WORK INSTRUCTION:
Beneath this instruction is a listing; write out exactly the line that contains "One sample showing" and each line after it to the last.

SOURCE MATERIAL:
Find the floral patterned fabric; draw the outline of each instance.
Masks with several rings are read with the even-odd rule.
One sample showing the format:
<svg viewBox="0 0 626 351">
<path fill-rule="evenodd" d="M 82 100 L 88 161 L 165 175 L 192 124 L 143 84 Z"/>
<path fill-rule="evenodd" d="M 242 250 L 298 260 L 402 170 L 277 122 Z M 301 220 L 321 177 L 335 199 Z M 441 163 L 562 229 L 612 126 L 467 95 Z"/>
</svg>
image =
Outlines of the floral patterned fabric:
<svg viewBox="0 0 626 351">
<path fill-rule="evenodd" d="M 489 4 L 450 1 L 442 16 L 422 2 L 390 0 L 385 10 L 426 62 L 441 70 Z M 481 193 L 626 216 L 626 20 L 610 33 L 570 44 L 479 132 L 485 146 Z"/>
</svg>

RESULT FOR THIS TASK:
One sample showing the format:
<svg viewBox="0 0 626 351">
<path fill-rule="evenodd" d="M 82 100 L 88 161 L 165 175 L 192 124 L 143 84 Z"/>
<path fill-rule="evenodd" d="M 242 250 L 298 260 L 402 170 L 277 122 Z M 301 220 L 321 177 L 335 199 Z M 441 163 L 562 229 L 612 126 L 467 95 Z"/>
</svg>
image =
Outlines of the floral patterned fabric:
<svg viewBox="0 0 626 351">
<path fill-rule="evenodd" d="M 489 4 L 450 1 L 442 16 L 422 2 L 390 0 L 385 10 L 426 62 L 441 70 Z M 481 193 L 626 216 L 626 20 L 610 33 L 570 44 L 479 132 L 485 146 Z"/>
</svg>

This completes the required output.